▸ **Written instruction**
Please render the records, from the start through the line containing "[(204, 115), (553, 275), (510, 61), (562, 63), (452, 13)]", as a two-column CSV with the headers prompt_text and reply. Give one row per record, putting its text and its answer each in a single quoted field with line breaks replaced by spaces.

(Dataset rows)
+ + +

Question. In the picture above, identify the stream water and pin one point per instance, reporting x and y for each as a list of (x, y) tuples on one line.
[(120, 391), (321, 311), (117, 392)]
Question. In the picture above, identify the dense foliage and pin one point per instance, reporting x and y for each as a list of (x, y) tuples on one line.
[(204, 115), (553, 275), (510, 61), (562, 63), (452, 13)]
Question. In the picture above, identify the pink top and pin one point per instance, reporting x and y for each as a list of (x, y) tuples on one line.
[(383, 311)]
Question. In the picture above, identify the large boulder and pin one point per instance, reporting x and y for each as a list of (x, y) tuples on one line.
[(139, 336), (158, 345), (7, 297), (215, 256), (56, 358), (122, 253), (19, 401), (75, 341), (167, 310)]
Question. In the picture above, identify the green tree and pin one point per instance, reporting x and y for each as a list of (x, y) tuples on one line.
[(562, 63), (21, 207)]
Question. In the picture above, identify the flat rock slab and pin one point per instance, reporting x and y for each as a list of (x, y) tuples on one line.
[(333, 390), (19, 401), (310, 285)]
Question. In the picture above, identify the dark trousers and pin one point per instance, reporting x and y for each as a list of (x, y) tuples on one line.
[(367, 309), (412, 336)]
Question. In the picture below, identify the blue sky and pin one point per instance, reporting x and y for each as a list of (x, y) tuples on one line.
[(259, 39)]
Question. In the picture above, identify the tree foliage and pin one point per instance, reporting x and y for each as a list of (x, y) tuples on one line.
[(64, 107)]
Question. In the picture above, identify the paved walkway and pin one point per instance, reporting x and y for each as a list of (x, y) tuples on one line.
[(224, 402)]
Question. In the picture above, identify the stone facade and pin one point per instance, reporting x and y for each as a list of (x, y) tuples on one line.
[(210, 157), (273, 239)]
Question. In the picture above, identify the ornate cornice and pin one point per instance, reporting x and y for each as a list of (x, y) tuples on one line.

+ + +

▸ **Task output**
prompt_text,reply
"Question. In the picture above, identify the stream water and pin one point per instance, reporting x and y for each as a list of (x, y) tuples on one line.","[(120, 391), (321, 311), (117, 392)]"
"Question. In the picture above, identify the dense foliage and pin one point per instance, reporting x and y for each as a list of (x, y) tuples on one line.","[(204, 115), (553, 275), (510, 61), (562, 63), (452, 13)]"